◆ PROBLEM STATEMENT ◆
Every entry that follows should be repeated exactly; drop the images.

◆ RECORD SET ◆
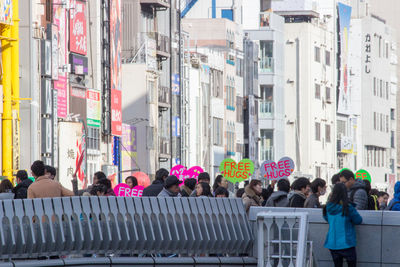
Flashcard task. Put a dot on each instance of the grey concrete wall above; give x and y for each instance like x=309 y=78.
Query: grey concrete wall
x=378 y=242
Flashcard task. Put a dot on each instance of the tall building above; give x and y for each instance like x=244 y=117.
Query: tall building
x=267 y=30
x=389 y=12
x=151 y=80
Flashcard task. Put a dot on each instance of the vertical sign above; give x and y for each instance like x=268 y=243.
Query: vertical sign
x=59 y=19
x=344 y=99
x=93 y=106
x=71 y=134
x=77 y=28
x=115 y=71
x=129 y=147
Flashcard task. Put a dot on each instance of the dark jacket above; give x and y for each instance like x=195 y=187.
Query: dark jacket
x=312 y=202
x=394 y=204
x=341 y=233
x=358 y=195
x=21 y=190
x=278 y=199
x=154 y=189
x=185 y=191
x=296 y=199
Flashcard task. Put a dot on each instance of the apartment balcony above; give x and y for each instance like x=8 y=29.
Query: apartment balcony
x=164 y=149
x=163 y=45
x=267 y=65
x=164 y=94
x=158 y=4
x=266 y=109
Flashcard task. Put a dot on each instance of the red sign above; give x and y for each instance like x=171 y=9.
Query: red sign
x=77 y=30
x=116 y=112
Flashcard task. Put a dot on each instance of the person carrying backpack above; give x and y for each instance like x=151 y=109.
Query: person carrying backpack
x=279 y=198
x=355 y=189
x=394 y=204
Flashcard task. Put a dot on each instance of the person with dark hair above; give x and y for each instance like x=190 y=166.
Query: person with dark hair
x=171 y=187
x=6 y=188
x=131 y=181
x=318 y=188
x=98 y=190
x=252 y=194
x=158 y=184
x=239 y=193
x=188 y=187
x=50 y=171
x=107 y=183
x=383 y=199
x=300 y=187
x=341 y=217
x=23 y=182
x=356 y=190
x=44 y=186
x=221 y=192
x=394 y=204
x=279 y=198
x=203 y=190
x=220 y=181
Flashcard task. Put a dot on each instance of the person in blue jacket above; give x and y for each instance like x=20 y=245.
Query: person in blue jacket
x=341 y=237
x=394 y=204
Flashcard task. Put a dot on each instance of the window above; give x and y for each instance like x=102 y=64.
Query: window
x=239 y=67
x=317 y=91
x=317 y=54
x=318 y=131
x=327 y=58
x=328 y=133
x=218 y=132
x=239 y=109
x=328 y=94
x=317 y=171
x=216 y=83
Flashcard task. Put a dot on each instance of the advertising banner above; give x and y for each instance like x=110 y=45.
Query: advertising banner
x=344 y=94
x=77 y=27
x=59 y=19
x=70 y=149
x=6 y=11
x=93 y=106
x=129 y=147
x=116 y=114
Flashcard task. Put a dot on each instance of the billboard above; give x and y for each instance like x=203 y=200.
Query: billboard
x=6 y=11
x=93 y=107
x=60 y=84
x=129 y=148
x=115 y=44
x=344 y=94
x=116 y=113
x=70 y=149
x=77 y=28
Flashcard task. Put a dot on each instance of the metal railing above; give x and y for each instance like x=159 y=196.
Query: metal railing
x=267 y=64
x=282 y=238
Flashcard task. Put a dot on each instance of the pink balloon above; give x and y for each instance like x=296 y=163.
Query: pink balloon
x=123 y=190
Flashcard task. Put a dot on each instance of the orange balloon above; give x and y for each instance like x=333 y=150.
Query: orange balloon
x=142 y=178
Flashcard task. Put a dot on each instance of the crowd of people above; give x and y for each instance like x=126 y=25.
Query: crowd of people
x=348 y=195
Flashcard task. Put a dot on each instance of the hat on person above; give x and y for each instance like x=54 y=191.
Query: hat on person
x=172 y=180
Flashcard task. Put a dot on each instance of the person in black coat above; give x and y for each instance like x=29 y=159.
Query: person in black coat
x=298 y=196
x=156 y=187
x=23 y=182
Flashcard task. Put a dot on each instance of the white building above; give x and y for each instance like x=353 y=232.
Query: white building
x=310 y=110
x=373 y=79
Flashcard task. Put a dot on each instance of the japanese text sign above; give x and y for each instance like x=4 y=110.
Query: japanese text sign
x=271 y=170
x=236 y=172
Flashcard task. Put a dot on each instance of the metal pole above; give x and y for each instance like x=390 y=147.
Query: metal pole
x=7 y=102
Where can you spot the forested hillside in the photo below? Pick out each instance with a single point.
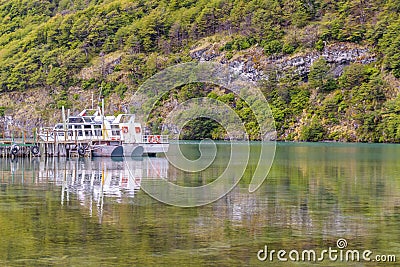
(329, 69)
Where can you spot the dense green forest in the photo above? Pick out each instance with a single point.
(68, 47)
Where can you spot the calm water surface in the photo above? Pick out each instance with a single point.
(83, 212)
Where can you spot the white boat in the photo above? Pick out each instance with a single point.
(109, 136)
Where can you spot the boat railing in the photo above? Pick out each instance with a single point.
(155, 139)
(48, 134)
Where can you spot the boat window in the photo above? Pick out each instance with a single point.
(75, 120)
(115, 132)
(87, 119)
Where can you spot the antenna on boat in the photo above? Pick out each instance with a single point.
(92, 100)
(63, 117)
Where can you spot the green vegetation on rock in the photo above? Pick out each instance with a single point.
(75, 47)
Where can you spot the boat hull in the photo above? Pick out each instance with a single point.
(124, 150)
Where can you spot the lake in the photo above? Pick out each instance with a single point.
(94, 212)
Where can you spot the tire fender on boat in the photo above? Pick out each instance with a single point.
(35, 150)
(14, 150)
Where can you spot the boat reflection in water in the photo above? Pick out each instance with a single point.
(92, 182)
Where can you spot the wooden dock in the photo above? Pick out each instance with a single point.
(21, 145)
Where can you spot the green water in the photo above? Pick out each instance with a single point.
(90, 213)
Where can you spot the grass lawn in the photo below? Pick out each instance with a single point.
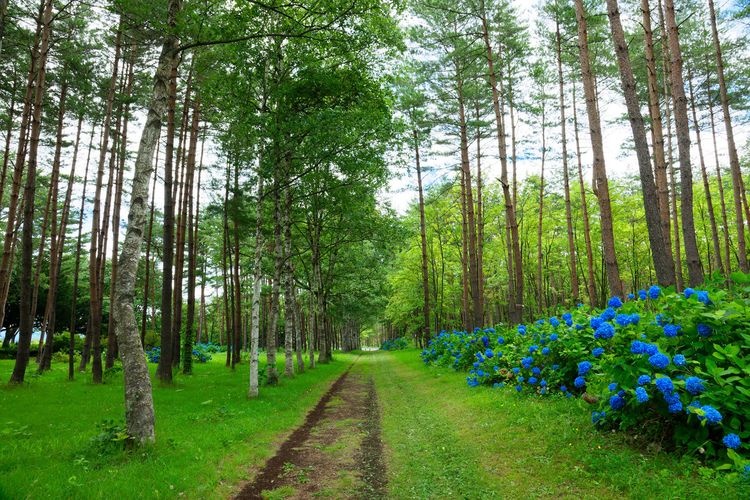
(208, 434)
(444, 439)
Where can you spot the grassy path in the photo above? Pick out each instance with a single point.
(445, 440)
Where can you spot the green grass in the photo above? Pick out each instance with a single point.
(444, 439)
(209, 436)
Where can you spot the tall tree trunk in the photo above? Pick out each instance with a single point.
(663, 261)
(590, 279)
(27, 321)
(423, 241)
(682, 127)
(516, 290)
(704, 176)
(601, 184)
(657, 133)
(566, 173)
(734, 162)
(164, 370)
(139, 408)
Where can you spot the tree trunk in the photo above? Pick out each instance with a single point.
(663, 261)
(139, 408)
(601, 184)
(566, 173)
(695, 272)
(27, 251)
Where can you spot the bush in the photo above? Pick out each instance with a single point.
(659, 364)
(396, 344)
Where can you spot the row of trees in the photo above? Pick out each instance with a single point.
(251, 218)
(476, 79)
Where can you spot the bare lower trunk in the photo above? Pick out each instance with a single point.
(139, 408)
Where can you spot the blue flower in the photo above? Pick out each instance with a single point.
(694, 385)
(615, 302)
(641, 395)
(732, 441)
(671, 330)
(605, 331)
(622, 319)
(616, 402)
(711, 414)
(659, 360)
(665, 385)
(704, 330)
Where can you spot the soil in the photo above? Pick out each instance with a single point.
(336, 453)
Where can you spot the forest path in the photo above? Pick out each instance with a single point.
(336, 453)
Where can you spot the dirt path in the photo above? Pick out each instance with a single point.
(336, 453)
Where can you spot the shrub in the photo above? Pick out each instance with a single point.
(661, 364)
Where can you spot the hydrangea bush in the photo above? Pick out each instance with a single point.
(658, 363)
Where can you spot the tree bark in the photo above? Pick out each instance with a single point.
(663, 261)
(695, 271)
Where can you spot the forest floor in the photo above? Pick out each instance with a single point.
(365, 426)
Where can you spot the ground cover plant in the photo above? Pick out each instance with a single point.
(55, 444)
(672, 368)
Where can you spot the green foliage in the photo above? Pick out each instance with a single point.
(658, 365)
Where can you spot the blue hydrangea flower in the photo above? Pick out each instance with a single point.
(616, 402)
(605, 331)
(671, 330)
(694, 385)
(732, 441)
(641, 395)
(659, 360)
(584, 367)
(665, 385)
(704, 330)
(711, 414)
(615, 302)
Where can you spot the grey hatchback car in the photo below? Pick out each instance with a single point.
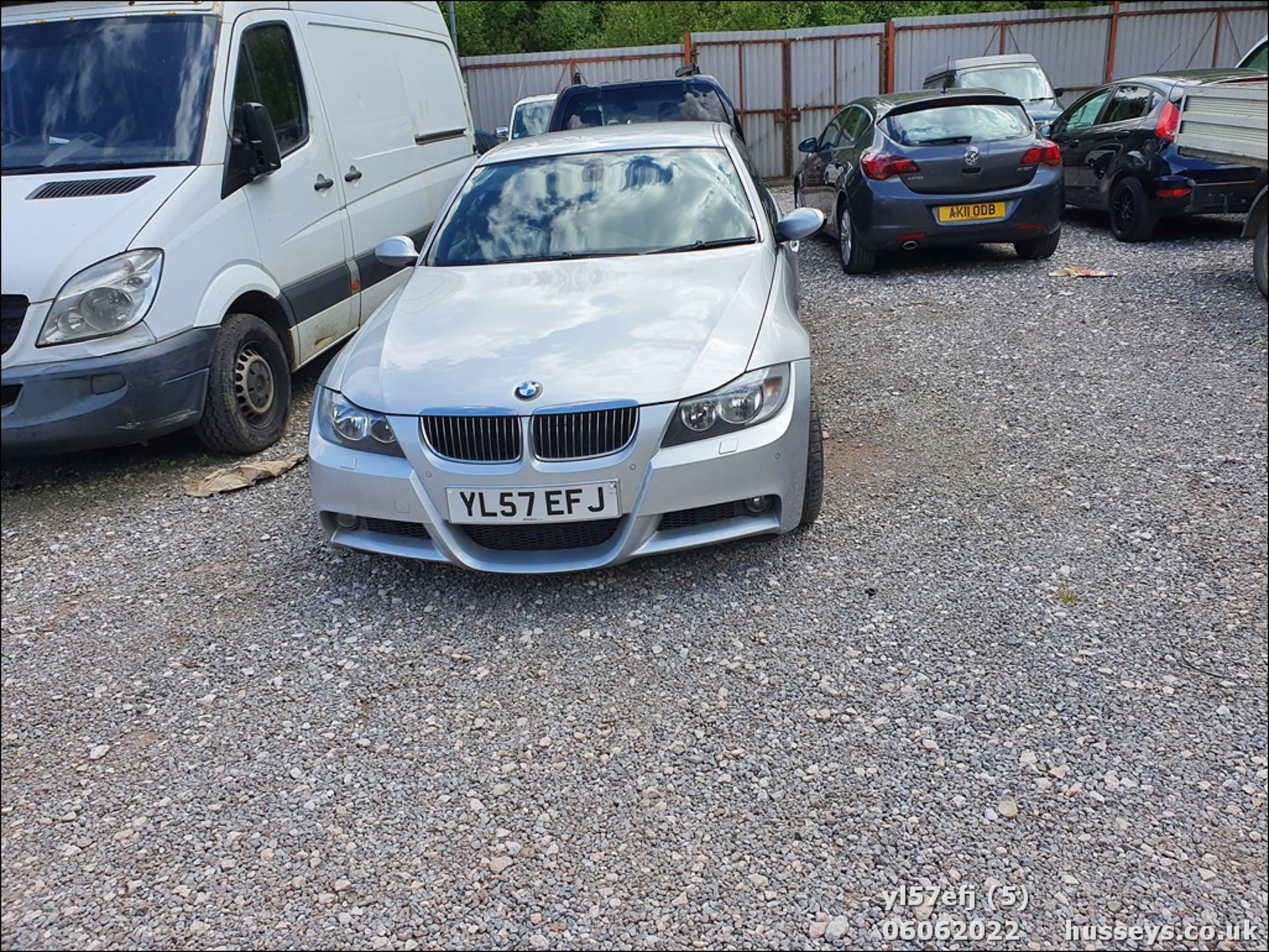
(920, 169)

◆ ANSWER AREA ◆
Flashcard task. Put a dot on each instance of the grey concrete wall above; give x and y for each instance like x=309 y=78.
Query: grey concrete wall
x=378 y=242
Flashcard task. Put a dot on each instance of the tall building above; give x and y for each instance like x=244 y=117.
Query: tall building
x=267 y=30
x=389 y=12
x=151 y=80
Flashcard task. Put a dot on each instance of the vertical sign above; give x and y for each instance like x=268 y=243.
Query: vertical sign
x=59 y=19
x=344 y=99
x=93 y=106
x=71 y=134
x=77 y=28
x=115 y=71
x=129 y=147
Flashcard task. Put a dot on each instance of the dark jacket above; give x and y for each instance like x=195 y=187.
Query: dark jacket
x=312 y=202
x=394 y=204
x=341 y=233
x=358 y=195
x=21 y=190
x=278 y=199
x=154 y=189
x=185 y=191
x=296 y=199
Flashcard task. Put a dot on each instance of the apartment balcony above; give x and y for each instance like x=8 y=29.
Query: apartment balcony
x=164 y=149
x=163 y=45
x=267 y=65
x=164 y=94
x=158 y=4
x=266 y=109
Flashcard task. Put a dot on each instance of the red sign above; give x and y for each instance like x=171 y=9.
Query: red sign
x=77 y=30
x=116 y=112
Flashcard task. Put a dot on each instance of the person carrying backpack above; give x and y for each instance like x=151 y=109.
Query: person carrying backpack
x=279 y=198
x=355 y=189
x=394 y=204
Flashcard task. Put a dot on each instance of the person with dark hair above; give x and y for each instance like x=190 y=166.
Query: person with dark hair
x=171 y=187
x=6 y=188
x=131 y=181
x=318 y=188
x=98 y=190
x=252 y=194
x=158 y=184
x=239 y=193
x=188 y=187
x=50 y=171
x=107 y=183
x=383 y=199
x=300 y=187
x=341 y=217
x=23 y=182
x=356 y=190
x=44 y=186
x=221 y=192
x=394 y=204
x=279 y=198
x=203 y=190
x=220 y=181
Flashcard task. Put a dot on each instance of the person in blue jacket above; give x and y for each instance like x=20 y=245.
Query: person in blue jacket
x=341 y=237
x=394 y=204
Flashcard task. Put a dot on each instance of the window above; give x and y for each instance like x=102 y=64.
Query: window
x=239 y=67
x=317 y=91
x=317 y=54
x=318 y=131
x=327 y=58
x=328 y=133
x=218 y=132
x=239 y=109
x=328 y=94
x=317 y=171
x=216 y=83
Flashcard task. Put a dot on each instance of the advertising banner above; give x and y for each instance like x=110 y=45.
Query: advertising banner
x=344 y=94
x=77 y=27
x=59 y=19
x=70 y=149
x=6 y=11
x=93 y=106
x=129 y=147
x=116 y=114
Flashcard task. Put a dot on each instance of the billboard above; give x and y for each instance like x=203 y=200.
Query: billboard
x=6 y=11
x=93 y=107
x=60 y=84
x=129 y=148
x=115 y=44
x=344 y=94
x=116 y=113
x=70 y=149
x=77 y=28
Flashcard task. Put a dot on each instance of the metal railing above; give x and y for each instance like x=159 y=196.
Query: metal railing
x=267 y=64
x=282 y=238
Flashcard task. Put a dot on each instance of the pink balloon above; give x and y for each instance like x=296 y=163.
Query: pink balloon
x=123 y=190
Flashcard task. Put a dot on each instance of the orange balloon above; give x and y for each instance like x=333 y=150.
Query: orange balloon
x=142 y=178
Flashcard task. Put a dot on each instance of the crowd of people above; give x and y for each instance like x=126 y=25.
Query: crowd of people
x=348 y=195
Flashcard task. Put a dot on each instance of the hat on person above; give x and y for each instance like x=54 y=191.
Query: hat on person
x=172 y=180
Flashcard task. Put a dot on each instance of the person in black coat above; give x and y for each instance like x=29 y=159.
Query: person in black coat
x=298 y=196
x=156 y=187
x=23 y=182
Flashcard task. Put a dot on each instance of the white building above; give x and y for each instance like x=353 y=232.
Query: white building
x=310 y=110
x=373 y=79
Flashcard task. Put a dot on each instance of the japanese text sign above; give x and y for each instance like x=4 y=110.
Query: japanese text sign
x=271 y=170
x=236 y=172
Flashcard task. Put a dot on each instance of the metal pole above; give x and y for each instance like x=390 y=147.
Query: metal pole
x=7 y=102
Where can you spot the forested hillside in the photo below? Pick out each instance with a single point.
(329, 69)
Where can you spot the dense green forest in the photo above? Pick out each instance with a single point.
(68, 47)
Where can you spot the calm water surface in the photo above? Pick out each instance with a single point.
(83, 212)
Where can you spot the white boat in the photo above? Pick out each instance with a single point.
(109, 136)
Where can you spot the boat railing in the photo above? Pick out each instance with a single point.
(155, 139)
(48, 134)
Where can you spot the boat window in the photo above? Pick out each instance with a single point.
(75, 120)
(115, 132)
(87, 119)
Where can you spot the antenna on boat in the photo above? Pick out each instance with a single point.
(92, 100)
(63, 117)
Where can you spot the green vegetation on rock in the photo above? Pick out each instance with a single point.
(75, 47)
Where can you spot the boat hull in the photo above? Pick out each instance with a single point.
(124, 150)
Where can you spot the lake in the photo above? Pick out each instance with a single point.
(94, 212)
Where can you spot the tire fender on boat in the photo above? Pick out each instance with a single point.
(35, 150)
(14, 150)
Where can you spot the boat reflection in water in the photo above? Pick out each instance with a single point.
(92, 182)
Where can you spot the wooden dock in the photo above? Pick out each instance with a single point.
(21, 145)
Where can you spot the green water in the photo above? Pick out each instance with a single point.
(90, 213)
Where can you spot the grass lawn in the photo below? Pick out each instance with a single point.
(208, 434)
(444, 439)
Where can you spot the grassy path in the photo above? Pick out each instance with a single point.
(445, 440)
Where can you spot the green grass in the photo above? Pick out each instance with a single point.
(444, 439)
(209, 436)
Where can you spot the tall tree trunk in the photo above? Pick out each instance with a single point.
(663, 261)
(590, 279)
(27, 321)
(423, 241)
(682, 127)
(516, 290)
(704, 176)
(601, 184)
(657, 133)
(566, 173)
(734, 162)
(164, 370)
(139, 408)
Where can you spot the tree trunk in the photo above? Pick out each instance with a single point.
(663, 261)
(139, 408)
(601, 184)
(566, 173)
(695, 272)
(27, 251)
Where can you spot the bush in the photo above? Pick out each instance with a single point.
(659, 364)
(396, 344)
Where can you spot the row of trees in the photo above? Pick out each instance with a single point.
(251, 218)
(476, 79)
Where can you spot the bare lower trunk in the photo above? Pick out each instance with a single point.
(139, 408)
Where can you spot the blue flower in the photo above? Pick out each instance with a single point.
(694, 385)
(615, 302)
(641, 395)
(732, 441)
(671, 330)
(605, 331)
(622, 319)
(616, 402)
(711, 414)
(659, 360)
(665, 385)
(704, 330)
Where can you spot the soil in the photo above? Pick out each instance with a single point.
(336, 453)
Where can you spot the forest path in the photo above? Pick out each instance with a single point.
(336, 453)
Where can you spot the dirt path in the photo above? Pick out each instance with a single point.
(336, 453)
Where can you spot the shrub in the photo above? Pick out each instance with a single point.
(661, 364)
Where can you spot the hydrangea bush in the photo above? Pick out each instance with a single point.
(658, 363)
Where can you spot the tree bark in the photo above? Pick out each instance with a single point.
(663, 261)
(695, 271)
Where can you spot the forest floor in the photo above? Pick out each instance with a single point.
(365, 426)
Where can you spot the ground cover plant in the photo above? Pick out each instance with a single point.
(55, 444)
(672, 368)
Where can you spot the green foliage in the photo above? Pick out each instance with a single point.
(658, 365)
Where can you spot the blue hydrangea flower in the photo above? Pick out each instance with a single point.
(616, 402)
(605, 331)
(671, 330)
(694, 385)
(732, 441)
(641, 395)
(659, 360)
(584, 367)
(665, 385)
(704, 330)
(711, 414)
(615, 302)
Where can you spot the grey hatchback car in the photo below? Pick out each instance with a single point.
(920, 169)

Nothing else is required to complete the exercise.